##### 展示文本 #####

5.1.7 How to draw an arrow in the middle of the segment?

arrow_data <- data.frame(x1 = 2.62, x2 = 3.57, y1 = 21.0, y2 = 15.0)
mtcars %>%
  ggplot(aes(x = wt, y = mpg)) +
    geom_point() +
    geom_curve(
      aes(x = x1, y = y1, xend = x2, yend = y2, col = "red"), data = arrow_data
      ) +
    geom_segment(
      aes(x = x1, y = y1, xend = x2, yend = y2, col = "green"), arrow = arrow(), data = arrow_data
      )

下面的方式是把箭头放在中间,原理就是把两条线分两半进行重建。

mtcars %>%
  ggplot(aes(x = wt, y = mpg)) +
    geom_point() +
    geom_curve(
      aes(x = x1, y = y1, xend = x2, yend = y2, col = "curve"), data = arrow_data
      ) +
    geom_segment(
      aes(x = (x1+x2)/2, y = (y1+y2)/2, xend = x2, yend = y2, col = "segment"), data = arrow_data
      ) +
    geom_segment(
      aes(x = x1, y = y1, xend = (x1+x2)/2, yend = (y1+y2)/2, col = "segment"), arrow = arrow(), data = arrow_data, show.legend=FALSE
      )

#####

● 任务要求
把上面这段讲如何在线段中间画箭头的文字中，从“5.1.7 How to”到“下面的方式是把箭头放在中间,原理就是把两条线分两半进行重建。”的部分一字不改地抄写下来。

##### 已知信息 #####

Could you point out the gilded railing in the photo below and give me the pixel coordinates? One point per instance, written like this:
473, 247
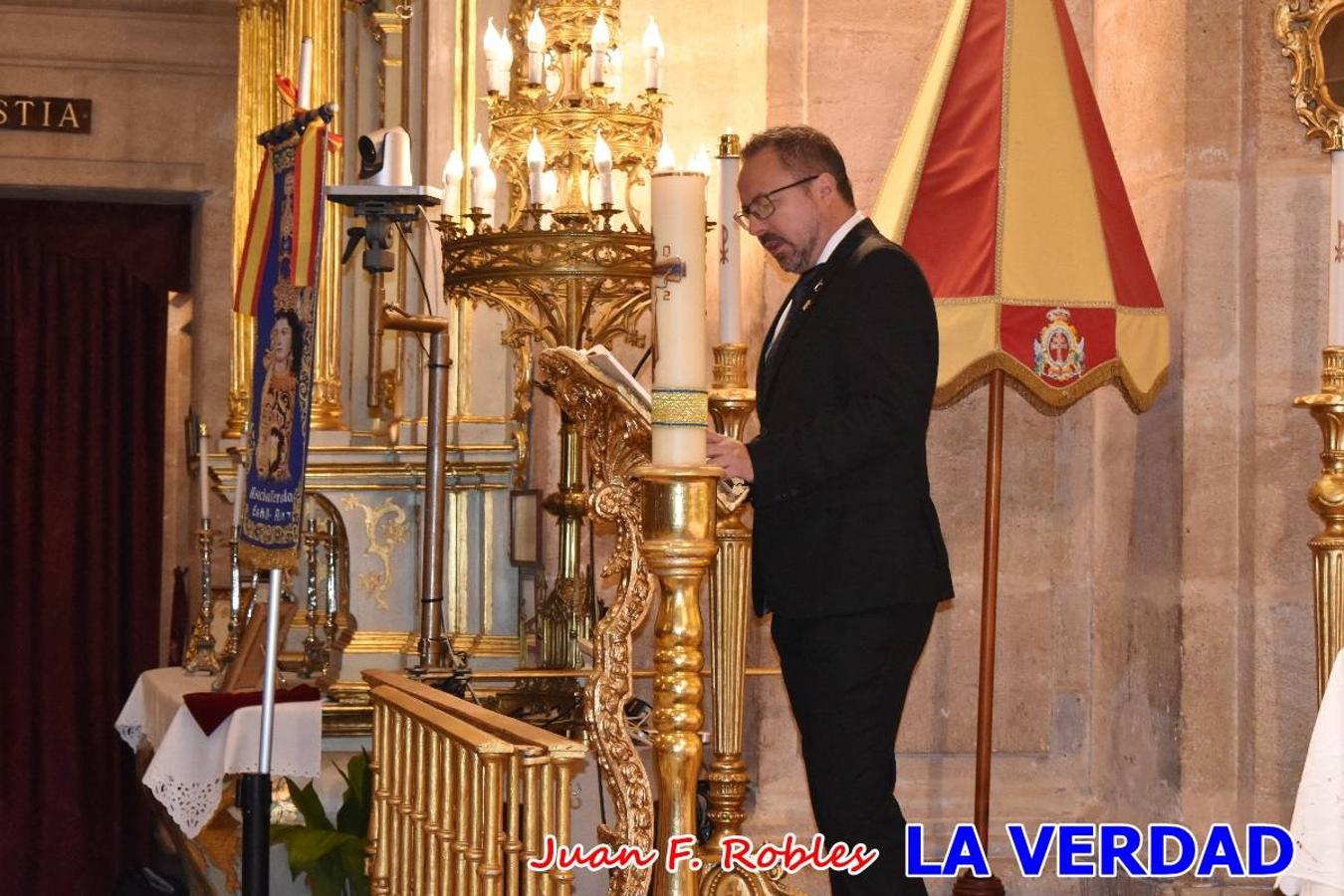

#####

● 任务解答
5.1.7 How to draw an arrow in the middle of the segment?

arrow_data <- data.frame(x1 = 2.62, x2 = 3.57, y1 = 21.0, y2 = 15.0)
mtcars %>%
  ggplot(aes(x = wt, y = mpg)) +
    geom_point() +
    geom_curve(
      aes(x = x1, y = y1, xend = x2, yend = y2, col = "red"), data = arrow_data
      ) +
    geom_segment(
      aes(x = x1, y = y1, xend = x2, yend = y2, col = "green"), arrow = arrow(), data = arrow_data
      )

下面的方式是把箭头放在中间,原理就是把两条线分两半进行重建。